=== WHAT NEEDS TO BE DONE ===
Render each line of the listing below as a JSON array of strings, one string per line, and omit any blank lines.

=== ENTRIES SHOWN ===
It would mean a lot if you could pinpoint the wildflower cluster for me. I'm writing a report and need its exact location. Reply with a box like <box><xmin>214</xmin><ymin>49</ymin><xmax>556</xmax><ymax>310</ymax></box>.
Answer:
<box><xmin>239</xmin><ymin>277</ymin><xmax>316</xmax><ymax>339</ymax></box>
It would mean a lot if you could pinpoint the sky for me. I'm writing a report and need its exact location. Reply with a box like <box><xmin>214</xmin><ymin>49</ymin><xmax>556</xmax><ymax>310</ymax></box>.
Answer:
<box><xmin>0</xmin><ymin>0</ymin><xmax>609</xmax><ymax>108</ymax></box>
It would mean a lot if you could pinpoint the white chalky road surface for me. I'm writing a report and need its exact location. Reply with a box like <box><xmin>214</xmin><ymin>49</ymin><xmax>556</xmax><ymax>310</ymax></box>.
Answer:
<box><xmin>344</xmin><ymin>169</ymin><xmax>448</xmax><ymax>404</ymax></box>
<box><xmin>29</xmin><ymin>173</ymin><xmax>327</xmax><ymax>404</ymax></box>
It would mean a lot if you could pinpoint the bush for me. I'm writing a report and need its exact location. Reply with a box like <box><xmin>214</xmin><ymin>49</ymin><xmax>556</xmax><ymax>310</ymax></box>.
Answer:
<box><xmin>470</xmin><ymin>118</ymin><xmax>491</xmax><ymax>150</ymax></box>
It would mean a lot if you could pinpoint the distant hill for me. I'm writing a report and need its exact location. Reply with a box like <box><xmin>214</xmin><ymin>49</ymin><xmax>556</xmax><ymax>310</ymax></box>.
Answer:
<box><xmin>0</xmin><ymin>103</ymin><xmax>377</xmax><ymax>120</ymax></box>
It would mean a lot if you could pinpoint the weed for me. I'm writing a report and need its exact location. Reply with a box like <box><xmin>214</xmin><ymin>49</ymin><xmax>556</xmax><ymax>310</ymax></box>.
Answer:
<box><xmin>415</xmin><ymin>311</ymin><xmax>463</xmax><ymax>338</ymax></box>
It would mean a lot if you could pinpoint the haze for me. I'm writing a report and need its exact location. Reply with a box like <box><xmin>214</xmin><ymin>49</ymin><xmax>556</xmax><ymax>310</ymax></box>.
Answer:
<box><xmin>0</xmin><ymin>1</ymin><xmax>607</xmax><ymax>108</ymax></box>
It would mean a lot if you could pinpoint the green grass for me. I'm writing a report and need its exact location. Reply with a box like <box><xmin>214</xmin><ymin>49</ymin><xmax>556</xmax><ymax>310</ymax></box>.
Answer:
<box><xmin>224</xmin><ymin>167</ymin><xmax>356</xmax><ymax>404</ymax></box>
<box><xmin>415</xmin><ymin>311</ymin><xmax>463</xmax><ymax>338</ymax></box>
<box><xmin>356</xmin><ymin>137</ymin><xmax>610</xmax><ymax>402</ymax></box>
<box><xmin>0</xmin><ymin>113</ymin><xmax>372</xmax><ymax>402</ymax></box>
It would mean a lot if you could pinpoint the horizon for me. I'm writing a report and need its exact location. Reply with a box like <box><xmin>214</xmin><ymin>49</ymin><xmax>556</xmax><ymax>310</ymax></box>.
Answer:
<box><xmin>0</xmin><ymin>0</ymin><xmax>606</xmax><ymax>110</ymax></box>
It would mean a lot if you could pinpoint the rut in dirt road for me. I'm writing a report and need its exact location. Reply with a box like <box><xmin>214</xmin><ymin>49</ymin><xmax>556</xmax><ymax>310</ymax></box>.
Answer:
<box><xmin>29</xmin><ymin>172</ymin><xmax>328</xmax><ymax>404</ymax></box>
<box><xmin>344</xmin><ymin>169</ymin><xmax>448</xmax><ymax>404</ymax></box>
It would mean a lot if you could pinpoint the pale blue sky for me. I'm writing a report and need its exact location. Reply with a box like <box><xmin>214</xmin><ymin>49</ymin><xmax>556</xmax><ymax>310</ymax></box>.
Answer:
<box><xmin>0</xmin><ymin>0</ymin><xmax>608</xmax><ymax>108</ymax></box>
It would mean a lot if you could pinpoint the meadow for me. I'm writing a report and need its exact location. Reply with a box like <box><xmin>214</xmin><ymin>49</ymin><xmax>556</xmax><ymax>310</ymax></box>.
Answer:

=== EXPECTED OUTPUT ===
[
  "It would mean a lot if you could pinpoint the wildflower cluster for me. I'm writing a report and need its exact location. Reply with a box like <box><xmin>214</xmin><ymin>49</ymin><xmax>556</xmax><ymax>310</ymax></box>.",
  "Answer:",
  "<box><xmin>239</xmin><ymin>277</ymin><xmax>316</xmax><ymax>339</ymax></box>",
  "It would mean a lot if you could pinpoint the sky for me. I'm writing a report and need its exact location. Reply with a box like <box><xmin>214</xmin><ymin>49</ymin><xmax>556</xmax><ymax>310</ymax></box>.",
  "Answer:",
  "<box><xmin>0</xmin><ymin>0</ymin><xmax>609</xmax><ymax>108</ymax></box>",
  "It would mean a lot if you could pinpoint the white chalky road surface for me. I'm writing a report and need its exact location. Reply with a box like <box><xmin>214</xmin><ymin>49</ymin><xmax>556</xmax><ymax>310</ymax></box>.",
  "Answer:",
  "<box><xmin>344</xmin><ymin>169</ymin><xmax>448</xmax><ymax>404</ymax></box>",
  "<box><xmin>29</xmin><ymin>173</ymin><xmax>327</xmax><ymax>404</ymax></box>",
  "It would mean a lot if you could pinpoint the bush for me. I'm writing a report and need its exact location. Reply with a box like <box><xmin>214</xmin><ymin>49</ymin><xmax>556</xmax><ymax>310</ymax></box>.",
  "Answer:",
  "<box><xmin>470</xmin><ymin>118</ymin><xmax>491</xmax><ymax>150</ymax></box>",
  "It would mean a lot if you could pinpoint the distant hill for me. I'm writing a report and need its exact location. Reply with a box like <box><xmin>214</xmin><ymin>49</ymin><xmax>556</xmax><ymax>310</ymax></box>.",
  "Answer:",
  "<box><xmin>0</xmin><ymin>103</ymin><xmax>377</xmax><ymax>120</ymax></box>",
  "It would mean a lot if you could pinpoint the weed for me. I'm writing a report and need its exact location. Reply with a box like <box><xmin>214</xmin><ymin>49</ymin><xmax>556</xmax><ymax>310</ymax></box>.",
  "Answer:",
  "<box><xmin>415</xmin><ymin>311</ymin><xmax>463</xmax><ymax>338</ymax></box>",
  "It would mean a lot if you could pinpoint the haze for me. I'm writing a report and need its exact location. Reply with a box like <box><xmin>214</xmin><ymin>49</ymin><xmax>556</xmax><ymax>310</ymax></box>.",
  "Answer:",
  "<box><xmin>0</xmin><ymin>1</ymin><xmax>607</xmax><ymax>108</ymax></box>",
  "It would mean a lot if you could pinpoint the green grass for me. I'm writing a report and need its exact location. Reply with a box like <box><xmin>214</xmin><ymin>49</ymin><xmax>556</xmax><ymax>310</ymax></box>.",
  "Answer:",
  "<box><xmin>224</xmin><ymin>167</ymin><xmax>356</xmax><ymax>404</ymax></box>",
  "<box><xmin>415</xmin><ymin>311</ymin><xmax>463</xmax><ymax>338</ymax></box>",
  "<box><xmin>356</xmin><ymin>137</ymin><xmax>610</xmax><ymax>402</ymax></box>",
  "<box><xmin>0</xmin><ymin>113</ymin><xmax>372</xmax><ymax>402</ymax></box>",
  "It would mean a lot if you could pinpoint the horizon for me. I'm writing a report and need its exact location. Reply with a box like <box><xmin>214</xmin><ymin>49</ymin><xmax>556</xmax><ymax>310</ymax></box>.",
  "Answer:",
  "<box><xmin>0</xmin><ymin>0</ymin><xmax>606</xmax><ymax>110</ymax></box>",
  "It would mean a lot if you could pinpoint the rut in dirt road for me. I'm writing a report and need its exact location. Reply with a box like <box><xmin>214</xmin><ymin>49</ymin><xmax>556</xmax><ymax>310</ymax></box>.",
  "Answer:",
  "<box><xmin>29</xmin><ymin>172</ymin><xmax>328</xmax><ymax>404</ymax></box>",
  "<box><xmin>344</xmin><ymin>169</ymin><xmax>448</xmax><ymax>404</ymax></box>",
  "It would mean a lot if you could pinpoint the pale blue sky for me. I'm writing a report and need its exact location. Reply with a box like <box><xmin>214</xmin><ymin>49</ymin><xmax>556</xmax><ymax>310</ymax></box>.",
  "Answer:",
  "<box><xmin>0</xmin><ymin>0</ymin><xmax>608</xmax><ymax>108</ymax></box>",
  "It would mean a lot if you could pinpoint the meadow for me. I'm writing a report and need its exact location. Reply with a box like <box><xmin>214</xmin><ymin>49</ymin><xmax>556</xmax><ymax>310</ymax></box>.",
  "Answer:"
]